EXTRACTED TEXT
Kuper points out that conservatives would have been happy to live with Johnson being premier despite his perpetual lies and dishonesty—as he has displayed while partying in violation of Covid restrictions and over sexual indiscretions of a colleague among others— if they knew he could still fetch votes. “Then there are headwinds that make things difficult. He entirely mishandled difficult situations. And his personal dishonesty was the main breaking point. The conservatives realised that voters would not stand with them anymore with him at the helm. Conservatives got rid of him because they understood he couldn’t win elections for them anymore,” the author adds.
The book offers interesting takes on several of Johnson’s contemporaries at Oxford who were his elite buddies. Here is one such mention: “You couldn’t miss Jacob Rees-Mogg, seemingly the only undergraduate who always wore a suit, or the early Europhobe Dan Hannan. Both became ideological fathers of Brexit.”

RECORDED INFORMATION
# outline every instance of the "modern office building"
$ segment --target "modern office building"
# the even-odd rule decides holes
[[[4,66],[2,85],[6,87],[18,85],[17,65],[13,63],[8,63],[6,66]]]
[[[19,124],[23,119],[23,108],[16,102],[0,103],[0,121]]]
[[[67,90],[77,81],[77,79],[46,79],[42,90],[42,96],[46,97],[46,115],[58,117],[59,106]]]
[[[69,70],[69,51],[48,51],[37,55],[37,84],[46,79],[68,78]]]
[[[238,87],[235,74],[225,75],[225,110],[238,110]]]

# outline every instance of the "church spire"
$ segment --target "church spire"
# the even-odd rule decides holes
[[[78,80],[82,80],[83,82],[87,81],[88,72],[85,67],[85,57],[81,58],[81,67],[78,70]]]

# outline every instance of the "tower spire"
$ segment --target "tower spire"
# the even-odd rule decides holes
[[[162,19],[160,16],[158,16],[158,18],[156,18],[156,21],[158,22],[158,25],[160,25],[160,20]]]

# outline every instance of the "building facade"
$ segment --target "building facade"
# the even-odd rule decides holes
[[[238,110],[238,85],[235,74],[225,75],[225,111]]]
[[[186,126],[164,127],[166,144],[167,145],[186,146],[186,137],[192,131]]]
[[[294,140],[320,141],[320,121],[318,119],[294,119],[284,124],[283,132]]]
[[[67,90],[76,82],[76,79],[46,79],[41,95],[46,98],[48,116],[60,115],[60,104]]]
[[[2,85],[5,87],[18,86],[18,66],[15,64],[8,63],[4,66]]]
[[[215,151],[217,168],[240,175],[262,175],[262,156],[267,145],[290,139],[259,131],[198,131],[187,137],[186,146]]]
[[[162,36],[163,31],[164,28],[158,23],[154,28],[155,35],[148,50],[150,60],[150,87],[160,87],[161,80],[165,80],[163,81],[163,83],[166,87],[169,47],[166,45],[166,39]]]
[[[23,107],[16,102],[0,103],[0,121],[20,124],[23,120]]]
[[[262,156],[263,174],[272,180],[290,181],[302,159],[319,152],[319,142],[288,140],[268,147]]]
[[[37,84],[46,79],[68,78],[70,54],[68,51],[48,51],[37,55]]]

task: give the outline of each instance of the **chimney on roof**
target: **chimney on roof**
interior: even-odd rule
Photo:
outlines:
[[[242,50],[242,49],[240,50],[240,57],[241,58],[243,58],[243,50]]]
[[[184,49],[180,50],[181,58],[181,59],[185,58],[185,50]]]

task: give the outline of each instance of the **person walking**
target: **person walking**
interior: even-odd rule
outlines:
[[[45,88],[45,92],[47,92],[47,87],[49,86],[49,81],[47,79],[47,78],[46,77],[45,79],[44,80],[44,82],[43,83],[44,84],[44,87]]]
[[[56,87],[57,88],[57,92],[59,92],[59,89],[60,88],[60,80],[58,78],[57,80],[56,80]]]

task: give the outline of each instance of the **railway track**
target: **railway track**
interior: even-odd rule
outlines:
--
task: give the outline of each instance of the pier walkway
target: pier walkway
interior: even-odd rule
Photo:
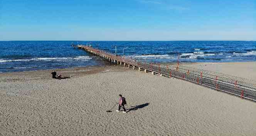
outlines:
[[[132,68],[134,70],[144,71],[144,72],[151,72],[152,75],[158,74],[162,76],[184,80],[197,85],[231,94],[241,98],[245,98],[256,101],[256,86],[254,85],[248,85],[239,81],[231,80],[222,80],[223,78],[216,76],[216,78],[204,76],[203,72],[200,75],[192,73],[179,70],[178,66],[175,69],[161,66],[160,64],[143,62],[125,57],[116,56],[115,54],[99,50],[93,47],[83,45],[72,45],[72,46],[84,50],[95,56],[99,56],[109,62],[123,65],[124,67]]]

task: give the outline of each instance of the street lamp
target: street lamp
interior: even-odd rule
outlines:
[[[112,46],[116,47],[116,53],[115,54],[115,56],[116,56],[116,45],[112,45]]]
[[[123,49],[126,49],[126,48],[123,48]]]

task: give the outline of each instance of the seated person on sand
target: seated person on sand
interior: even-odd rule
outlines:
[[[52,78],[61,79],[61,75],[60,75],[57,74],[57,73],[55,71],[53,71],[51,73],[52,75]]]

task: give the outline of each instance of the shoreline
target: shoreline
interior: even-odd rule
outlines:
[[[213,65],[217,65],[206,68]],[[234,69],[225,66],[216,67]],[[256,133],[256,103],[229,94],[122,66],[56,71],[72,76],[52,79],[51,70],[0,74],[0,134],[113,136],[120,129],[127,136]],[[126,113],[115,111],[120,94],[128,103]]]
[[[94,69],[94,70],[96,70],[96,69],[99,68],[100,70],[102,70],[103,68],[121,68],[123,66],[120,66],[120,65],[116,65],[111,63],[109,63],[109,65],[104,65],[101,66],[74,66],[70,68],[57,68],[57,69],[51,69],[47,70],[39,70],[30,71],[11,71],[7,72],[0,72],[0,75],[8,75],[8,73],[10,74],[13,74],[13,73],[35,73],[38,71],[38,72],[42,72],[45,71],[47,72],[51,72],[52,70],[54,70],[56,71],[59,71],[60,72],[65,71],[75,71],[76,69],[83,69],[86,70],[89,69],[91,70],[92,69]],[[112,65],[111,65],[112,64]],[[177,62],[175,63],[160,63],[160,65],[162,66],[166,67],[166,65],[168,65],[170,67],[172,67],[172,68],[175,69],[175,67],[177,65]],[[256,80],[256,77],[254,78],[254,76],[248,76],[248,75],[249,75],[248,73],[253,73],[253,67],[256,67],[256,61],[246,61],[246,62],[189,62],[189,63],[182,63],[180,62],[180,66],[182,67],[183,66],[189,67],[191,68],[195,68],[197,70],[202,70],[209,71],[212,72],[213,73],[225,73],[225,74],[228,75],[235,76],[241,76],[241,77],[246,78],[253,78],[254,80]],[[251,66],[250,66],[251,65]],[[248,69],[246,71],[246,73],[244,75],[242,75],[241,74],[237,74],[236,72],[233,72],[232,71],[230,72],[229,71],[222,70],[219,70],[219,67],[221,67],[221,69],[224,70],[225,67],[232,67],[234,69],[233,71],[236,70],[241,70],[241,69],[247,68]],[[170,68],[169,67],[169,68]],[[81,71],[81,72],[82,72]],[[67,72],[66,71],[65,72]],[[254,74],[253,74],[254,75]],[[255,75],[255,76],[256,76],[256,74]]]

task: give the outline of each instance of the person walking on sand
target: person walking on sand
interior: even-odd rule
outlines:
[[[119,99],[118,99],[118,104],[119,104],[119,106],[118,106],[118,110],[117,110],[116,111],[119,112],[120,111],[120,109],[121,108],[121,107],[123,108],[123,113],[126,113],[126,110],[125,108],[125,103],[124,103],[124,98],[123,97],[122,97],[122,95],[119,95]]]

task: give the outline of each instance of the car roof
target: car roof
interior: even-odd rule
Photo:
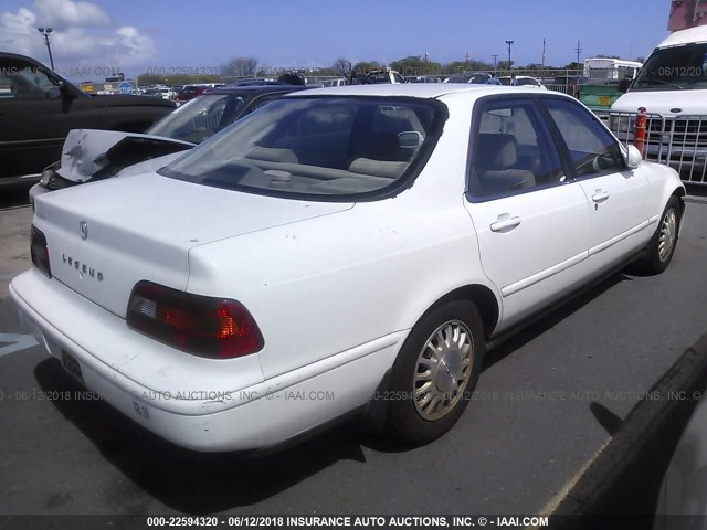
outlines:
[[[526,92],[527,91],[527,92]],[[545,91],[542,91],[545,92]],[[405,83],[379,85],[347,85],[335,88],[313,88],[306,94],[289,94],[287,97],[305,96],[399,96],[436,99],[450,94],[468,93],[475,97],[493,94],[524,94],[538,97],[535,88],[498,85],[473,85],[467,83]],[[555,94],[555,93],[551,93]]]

WORK REQUEST
In the text about Boris Johnson, what is named as the main breaking point?

REPLY
His personal dishonesty.